▶ [DO THIS]: Skip all pictures; return exactly the lines from the one containing "Check that every instance of the out-of-focus" through the end of the data.

▶ [RECORDS SUPPLIED]:
<<<<
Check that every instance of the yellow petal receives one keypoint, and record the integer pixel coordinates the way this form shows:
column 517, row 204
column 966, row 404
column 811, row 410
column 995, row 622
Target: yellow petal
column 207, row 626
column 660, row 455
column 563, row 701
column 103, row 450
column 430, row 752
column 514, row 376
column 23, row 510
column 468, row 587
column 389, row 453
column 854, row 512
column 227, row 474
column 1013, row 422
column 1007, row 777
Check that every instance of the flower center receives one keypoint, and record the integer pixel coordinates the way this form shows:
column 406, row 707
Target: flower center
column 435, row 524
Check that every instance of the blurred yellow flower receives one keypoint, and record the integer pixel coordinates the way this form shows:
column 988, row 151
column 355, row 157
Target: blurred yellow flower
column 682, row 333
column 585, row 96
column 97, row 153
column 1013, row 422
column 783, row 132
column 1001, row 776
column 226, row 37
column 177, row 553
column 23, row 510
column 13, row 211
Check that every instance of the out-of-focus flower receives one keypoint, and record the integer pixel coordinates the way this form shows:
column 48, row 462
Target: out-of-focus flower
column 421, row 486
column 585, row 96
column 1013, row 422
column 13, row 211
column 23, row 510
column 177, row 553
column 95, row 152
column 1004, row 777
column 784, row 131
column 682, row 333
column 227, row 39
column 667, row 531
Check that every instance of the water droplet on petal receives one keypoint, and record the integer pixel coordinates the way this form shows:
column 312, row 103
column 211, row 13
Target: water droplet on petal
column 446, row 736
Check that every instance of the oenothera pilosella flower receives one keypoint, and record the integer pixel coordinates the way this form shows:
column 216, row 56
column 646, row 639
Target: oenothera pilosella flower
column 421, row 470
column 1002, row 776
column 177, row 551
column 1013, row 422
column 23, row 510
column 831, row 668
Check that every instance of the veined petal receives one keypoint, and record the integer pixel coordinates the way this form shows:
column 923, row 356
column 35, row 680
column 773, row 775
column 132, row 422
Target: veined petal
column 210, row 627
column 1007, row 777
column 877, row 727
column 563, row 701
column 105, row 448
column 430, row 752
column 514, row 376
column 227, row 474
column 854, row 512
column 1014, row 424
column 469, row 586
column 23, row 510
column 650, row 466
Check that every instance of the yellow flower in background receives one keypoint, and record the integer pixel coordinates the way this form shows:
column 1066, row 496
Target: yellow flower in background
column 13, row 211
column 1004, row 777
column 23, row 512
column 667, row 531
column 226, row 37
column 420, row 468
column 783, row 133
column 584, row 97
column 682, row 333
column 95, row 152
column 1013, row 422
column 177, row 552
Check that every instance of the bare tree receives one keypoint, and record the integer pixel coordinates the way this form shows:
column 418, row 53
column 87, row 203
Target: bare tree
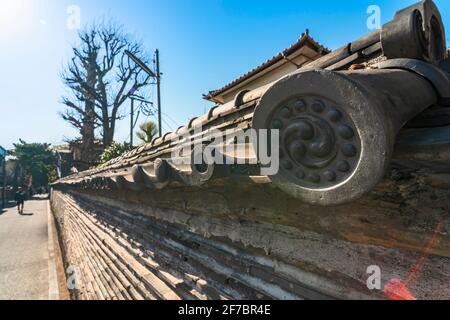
>>>>
▶ [EXERCISE OUTPUT]:
Check that every instance of the out-of-focus flower receives one keypoint, and record the integer pixel coordinates the way this form shows:
column 48, row 462
Target: out-of-focus flower
column 421, row 486
column 585, row 96
column 1013, row 422
column 13, row 211
column 23, row 510
column 177, row 553
column 95, row 152
column 1004, row 777
column 784, row 131
column 682, row 333
column 227, row 39
column 667, row 531
Check that every instance of the water droplet on petal receives one keypoint, and record the integer pixel coordinates the way this form shows:
column 312, row 103
column 211, row 13
Target: water droplet on petal
column 446, row 736
Check that every instance of the oenothera pilosella flower receives one keypoint, and record the integer pixel coordinates the way this form shows:
column 216, row 56
column 646, row 639
Target: oenothera pilosella flower
column 421, row 470
column 1002, row 776
column 177, row 551
column 1013, row 422
column 23, row 510
column 831, row 668
Check that every instance of the veined petal receives one keypoint, and record the integer pixel coordinates the way this form shows:
column 923, row 356
column 35, row 680
column 773, row 775
column 132, row 422
Target: veined petal
column 210, row 627
column 1007, row 777
column 877, row 727
column 563, row 701
column 105, row 448
column 430, row 752
column 514, row 376
column 227, row 474
column 854, row 512
column 1014, row 424
column 469, row 586
column 23, row 510
column 650, row 466
Check that every instance of the yellow flower in background receives one keypoint, and record the integer pixel coordinates the way this form shows:
column 1066, row 496
Target: yellow flower in background
column 13, row 211
column 1004, row 777
column 23, row 512
column 667, row 531
column 226, row 37
column 420, row 468
column 783, row 133
column 584, row 97
column 682, row 333
column 95, row 152
column 1013, row 422
column 177, row 552
Check that every instance of the bare tree receives one keypoint, and record the integer pixel coordinates the way this form shows:
column 418, row 53
column 87, row 203
Target: bare tree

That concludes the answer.